TEXTO APRESENTADO:
%%
O rock virou coisa de família, bem comportado e nem um pouco ameaçador. Por conta disso, não ésurpresa que tenha virado coisa de gente conservadora, pouco afeita a mudanças e inovações. A sensação é essa já faz algum tempo, mas foi verbalizada por dois músicos importantes que estão bem ativos e com trabalhos novos.
Bruce Dickinson, cantor do Iron Maiden, e Rafael Bittencourt, guitarrista e fundador do Angra, admitem que o gênero perdeu vigor e encontra dificuldade de falar com pessoas mais jovens, hoje bombardeadas por muita informação e músicas de gêneros mais populares, como hip hop, rhythm & blues americano, sertanejo e funk carioca.
O inglês Dicjinson, à beira dos 67 anos de idade, não pestanejou em admitir que artistas e sua geração, com mais de 45 anos de estrada, tendem a se tornar mais reservado e conservadores na hora de aprumar suas carreiras. Entende quando bandas e artistas veteranos optam por um caminho mais fácil e mais seguro, sem tanta ousadia.
Em recente entrevista á revista IstoÉ, falou sobre seu novo álbum solo, "The Mandrake Project", provavelmente o seu melhor trabalho individual, e comentou sobre o risco que muitos artistas correm na busca por uma excelência artística em tempos onde o público não valoriza tal iniciativa.
"Os tempos são outros, a música não tem mais aquela aura sagrada e os artistas não são mais os heróis de outrora. Eu sempre venerei Ian Gillan, do Deep Purple, e Steve Harris [baixista e companheiro no Iron Maiden] adora Phil Lynott, do Thi n Lizzy. Hoje os ouvintes não se importam mais com esse tipo de informação", diz o cantor.
%%
Dê prosseguimento ao texto sobre a perda de vigor do rock, iniciando logo após a última frase apresentada.

DADOS EXTRAÍDOS:
%%
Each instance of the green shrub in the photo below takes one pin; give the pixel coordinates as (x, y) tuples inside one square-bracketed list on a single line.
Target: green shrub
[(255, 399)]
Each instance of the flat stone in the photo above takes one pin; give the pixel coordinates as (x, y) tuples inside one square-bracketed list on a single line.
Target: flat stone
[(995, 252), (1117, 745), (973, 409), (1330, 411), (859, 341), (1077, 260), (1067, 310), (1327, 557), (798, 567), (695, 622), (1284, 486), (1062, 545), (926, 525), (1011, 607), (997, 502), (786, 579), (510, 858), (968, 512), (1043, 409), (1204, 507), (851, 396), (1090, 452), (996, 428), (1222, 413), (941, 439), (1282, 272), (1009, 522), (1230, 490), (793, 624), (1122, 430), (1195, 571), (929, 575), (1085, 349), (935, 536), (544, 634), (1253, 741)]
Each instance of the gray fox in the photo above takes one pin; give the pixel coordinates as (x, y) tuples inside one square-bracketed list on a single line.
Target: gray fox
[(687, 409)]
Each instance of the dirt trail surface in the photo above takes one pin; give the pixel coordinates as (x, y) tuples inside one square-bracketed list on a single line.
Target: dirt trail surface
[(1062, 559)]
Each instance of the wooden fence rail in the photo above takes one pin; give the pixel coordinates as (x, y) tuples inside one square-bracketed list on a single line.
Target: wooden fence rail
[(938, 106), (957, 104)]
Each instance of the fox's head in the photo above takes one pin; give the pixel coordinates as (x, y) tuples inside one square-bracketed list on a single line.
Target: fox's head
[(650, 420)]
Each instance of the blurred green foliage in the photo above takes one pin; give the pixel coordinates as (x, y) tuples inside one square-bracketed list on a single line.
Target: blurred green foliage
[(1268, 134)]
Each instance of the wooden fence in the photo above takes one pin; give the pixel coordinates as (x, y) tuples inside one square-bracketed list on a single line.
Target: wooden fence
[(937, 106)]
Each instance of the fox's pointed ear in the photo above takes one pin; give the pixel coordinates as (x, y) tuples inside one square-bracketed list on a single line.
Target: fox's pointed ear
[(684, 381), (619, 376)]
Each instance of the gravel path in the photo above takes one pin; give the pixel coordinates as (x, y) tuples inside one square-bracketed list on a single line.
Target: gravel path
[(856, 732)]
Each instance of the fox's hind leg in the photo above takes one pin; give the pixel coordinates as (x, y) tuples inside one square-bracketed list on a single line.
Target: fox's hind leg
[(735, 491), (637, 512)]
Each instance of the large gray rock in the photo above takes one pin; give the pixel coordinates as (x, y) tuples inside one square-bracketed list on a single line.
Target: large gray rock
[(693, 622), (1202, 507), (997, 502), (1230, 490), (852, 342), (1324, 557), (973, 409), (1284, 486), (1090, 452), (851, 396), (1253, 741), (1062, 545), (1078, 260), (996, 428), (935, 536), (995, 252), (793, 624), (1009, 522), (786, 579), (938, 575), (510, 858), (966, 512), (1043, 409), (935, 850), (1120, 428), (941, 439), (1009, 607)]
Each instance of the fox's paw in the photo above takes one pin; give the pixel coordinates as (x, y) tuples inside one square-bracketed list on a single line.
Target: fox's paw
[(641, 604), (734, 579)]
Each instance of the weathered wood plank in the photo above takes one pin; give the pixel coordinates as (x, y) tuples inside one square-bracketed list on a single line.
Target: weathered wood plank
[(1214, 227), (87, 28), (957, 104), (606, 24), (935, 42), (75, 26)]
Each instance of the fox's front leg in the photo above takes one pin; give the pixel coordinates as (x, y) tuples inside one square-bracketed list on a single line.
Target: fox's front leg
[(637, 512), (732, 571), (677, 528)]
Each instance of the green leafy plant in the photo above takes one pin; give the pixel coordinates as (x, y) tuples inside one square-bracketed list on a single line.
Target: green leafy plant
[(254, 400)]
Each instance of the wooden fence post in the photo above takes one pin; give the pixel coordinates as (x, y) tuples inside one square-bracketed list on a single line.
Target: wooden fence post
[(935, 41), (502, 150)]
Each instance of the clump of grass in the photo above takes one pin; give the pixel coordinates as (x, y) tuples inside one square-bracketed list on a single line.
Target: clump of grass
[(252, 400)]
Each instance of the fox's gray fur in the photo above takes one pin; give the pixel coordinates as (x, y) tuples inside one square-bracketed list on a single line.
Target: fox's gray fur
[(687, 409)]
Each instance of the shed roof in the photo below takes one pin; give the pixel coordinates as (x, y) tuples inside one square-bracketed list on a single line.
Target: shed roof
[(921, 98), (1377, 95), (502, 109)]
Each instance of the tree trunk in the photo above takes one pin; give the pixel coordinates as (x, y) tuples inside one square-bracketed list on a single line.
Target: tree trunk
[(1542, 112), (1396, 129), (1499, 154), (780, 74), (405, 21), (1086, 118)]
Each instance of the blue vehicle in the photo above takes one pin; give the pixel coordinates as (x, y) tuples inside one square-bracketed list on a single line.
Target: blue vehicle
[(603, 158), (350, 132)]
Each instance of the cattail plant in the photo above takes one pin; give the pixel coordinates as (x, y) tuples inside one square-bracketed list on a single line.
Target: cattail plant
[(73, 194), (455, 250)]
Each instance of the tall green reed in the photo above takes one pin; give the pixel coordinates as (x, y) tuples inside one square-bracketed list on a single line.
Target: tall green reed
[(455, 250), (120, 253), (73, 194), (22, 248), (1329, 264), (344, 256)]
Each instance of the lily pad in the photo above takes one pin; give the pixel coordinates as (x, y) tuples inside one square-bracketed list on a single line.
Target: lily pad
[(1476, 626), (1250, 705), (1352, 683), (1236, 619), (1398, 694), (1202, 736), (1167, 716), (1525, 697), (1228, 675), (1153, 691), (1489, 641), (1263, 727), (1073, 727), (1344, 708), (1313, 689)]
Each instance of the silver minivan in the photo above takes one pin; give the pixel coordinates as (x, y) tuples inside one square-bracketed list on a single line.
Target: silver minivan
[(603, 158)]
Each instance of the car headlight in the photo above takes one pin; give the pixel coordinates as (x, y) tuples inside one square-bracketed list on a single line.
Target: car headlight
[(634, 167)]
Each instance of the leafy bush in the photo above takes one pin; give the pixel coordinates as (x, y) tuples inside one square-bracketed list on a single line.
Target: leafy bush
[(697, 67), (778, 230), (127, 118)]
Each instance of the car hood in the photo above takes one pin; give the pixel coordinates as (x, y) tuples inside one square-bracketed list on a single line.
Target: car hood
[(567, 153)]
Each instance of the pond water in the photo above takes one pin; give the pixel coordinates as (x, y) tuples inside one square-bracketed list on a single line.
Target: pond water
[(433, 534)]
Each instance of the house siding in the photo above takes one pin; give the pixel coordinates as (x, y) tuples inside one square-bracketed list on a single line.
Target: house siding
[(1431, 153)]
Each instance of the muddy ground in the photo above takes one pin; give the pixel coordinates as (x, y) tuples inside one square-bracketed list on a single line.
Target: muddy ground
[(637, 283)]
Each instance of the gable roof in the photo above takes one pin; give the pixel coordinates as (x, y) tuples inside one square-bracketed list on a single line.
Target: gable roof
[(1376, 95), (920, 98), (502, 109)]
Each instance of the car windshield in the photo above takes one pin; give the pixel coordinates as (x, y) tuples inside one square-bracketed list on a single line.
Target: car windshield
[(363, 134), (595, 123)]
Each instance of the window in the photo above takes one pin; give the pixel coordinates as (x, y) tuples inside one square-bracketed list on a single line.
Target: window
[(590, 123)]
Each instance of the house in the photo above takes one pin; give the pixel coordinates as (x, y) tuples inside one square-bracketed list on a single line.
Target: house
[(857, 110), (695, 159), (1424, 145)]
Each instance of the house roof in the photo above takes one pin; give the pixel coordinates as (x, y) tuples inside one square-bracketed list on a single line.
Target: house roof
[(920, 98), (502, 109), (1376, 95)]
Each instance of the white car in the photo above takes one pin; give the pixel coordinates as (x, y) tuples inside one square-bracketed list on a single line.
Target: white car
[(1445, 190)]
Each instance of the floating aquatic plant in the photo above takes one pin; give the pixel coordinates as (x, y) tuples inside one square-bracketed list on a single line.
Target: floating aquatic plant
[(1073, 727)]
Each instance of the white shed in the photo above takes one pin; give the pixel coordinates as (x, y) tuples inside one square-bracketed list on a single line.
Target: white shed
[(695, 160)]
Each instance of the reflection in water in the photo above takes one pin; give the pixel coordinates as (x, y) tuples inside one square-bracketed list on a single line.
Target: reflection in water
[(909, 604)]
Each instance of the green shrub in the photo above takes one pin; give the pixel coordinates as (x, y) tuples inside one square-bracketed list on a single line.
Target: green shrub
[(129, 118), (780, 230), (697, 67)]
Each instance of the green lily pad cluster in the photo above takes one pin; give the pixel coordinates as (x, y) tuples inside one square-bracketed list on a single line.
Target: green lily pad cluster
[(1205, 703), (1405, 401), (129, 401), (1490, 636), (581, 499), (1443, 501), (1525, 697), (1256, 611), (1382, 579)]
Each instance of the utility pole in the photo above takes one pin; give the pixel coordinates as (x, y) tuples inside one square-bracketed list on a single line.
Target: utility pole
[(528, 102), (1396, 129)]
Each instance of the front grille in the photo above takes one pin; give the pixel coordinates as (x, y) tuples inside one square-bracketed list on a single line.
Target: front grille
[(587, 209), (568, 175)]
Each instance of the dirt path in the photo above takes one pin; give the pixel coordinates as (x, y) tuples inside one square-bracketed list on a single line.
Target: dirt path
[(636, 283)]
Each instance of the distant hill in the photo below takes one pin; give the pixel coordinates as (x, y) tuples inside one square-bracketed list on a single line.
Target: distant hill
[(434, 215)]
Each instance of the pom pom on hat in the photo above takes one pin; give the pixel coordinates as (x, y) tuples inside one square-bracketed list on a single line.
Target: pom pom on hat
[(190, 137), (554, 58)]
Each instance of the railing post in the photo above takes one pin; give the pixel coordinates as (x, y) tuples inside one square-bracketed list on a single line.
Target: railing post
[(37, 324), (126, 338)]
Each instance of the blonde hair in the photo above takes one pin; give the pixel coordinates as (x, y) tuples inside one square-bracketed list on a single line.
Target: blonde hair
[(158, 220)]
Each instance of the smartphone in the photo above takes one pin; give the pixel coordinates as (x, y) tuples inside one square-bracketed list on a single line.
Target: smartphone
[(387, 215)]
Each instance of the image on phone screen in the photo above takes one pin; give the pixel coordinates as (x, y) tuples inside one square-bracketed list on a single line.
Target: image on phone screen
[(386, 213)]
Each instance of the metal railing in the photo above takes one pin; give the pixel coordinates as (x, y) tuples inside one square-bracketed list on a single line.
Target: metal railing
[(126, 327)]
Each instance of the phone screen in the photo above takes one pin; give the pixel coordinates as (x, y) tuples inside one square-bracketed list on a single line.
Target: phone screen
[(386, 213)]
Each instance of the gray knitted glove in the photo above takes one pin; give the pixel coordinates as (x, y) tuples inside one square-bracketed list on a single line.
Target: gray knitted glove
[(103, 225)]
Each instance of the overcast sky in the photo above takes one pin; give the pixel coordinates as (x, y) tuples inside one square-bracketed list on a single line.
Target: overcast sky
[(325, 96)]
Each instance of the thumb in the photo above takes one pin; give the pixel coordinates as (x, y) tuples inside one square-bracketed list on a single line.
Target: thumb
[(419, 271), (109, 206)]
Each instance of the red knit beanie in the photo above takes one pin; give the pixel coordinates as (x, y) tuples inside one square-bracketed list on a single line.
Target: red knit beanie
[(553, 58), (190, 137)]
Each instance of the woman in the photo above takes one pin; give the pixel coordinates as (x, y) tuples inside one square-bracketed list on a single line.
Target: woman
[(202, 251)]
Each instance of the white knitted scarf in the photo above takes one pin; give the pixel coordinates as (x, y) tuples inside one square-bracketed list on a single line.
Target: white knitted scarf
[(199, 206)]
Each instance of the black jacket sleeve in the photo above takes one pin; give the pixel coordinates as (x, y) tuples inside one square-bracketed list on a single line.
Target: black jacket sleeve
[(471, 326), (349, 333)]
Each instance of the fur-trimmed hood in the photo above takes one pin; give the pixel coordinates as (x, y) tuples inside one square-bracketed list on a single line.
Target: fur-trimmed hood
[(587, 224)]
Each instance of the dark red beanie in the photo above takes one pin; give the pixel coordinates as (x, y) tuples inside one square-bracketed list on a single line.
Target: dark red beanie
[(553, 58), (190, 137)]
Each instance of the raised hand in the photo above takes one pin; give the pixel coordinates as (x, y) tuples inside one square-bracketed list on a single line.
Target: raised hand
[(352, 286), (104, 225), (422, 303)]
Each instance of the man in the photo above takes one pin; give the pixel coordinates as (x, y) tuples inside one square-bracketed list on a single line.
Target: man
%%
RESULTADO OBTIDO:
O brasileiro Bittencourt, de 52 anos, fez uma observação curiosa em uma entrevista para a revista Roadie Crew; Tem percebido que cada vez mais gente hoje ouve rock em família, na sala de casa ou no quarto de um dos filhos. É uma experiência que ajuda a conectar pais e filhos, indo contra a ideia de que o rock, como seu histórico de contestação, opunha gerações e causava fissuras familiares.
Ele não entrou no mérito se isso é bom ou ruim, preferindo apenas constatar a particularidade, mas cita essa situação como exemplo de coo os tempos mudaram e tornaram o rock, em termos de coportamento, menos perigoso e mais conservador.Bittencourt e seu Angra estão promovendo o ótimo álbum "Cycles of Pain"', lançado no ano passado.
As duas observações sacramentam as impressões que jornalistas, historiadores e músicos têm do rock ao longo das últimas três décadas: o rock perde espaço progressivamente e foi o gênero que maia sofreu com a derrocada da indústria fonográfica tradicional, soterrada pela pirataria e pelas plataformas de streaming - que provocaram mudanças radicas nos hábitos culturais no mundo todo.
Mauricio Gaia, jornalista, publicitário, arguto analista cultural e integrante do Combate Rock, há temos observa que o rock deixou de causar impacto na juventude deste século. defende com propriedade que o rock, tanto no Brasil como no mundo, não fala mais a linguagem da juventude. Ficou arrogante, pedante e distante do universo real da grandes metrópoles.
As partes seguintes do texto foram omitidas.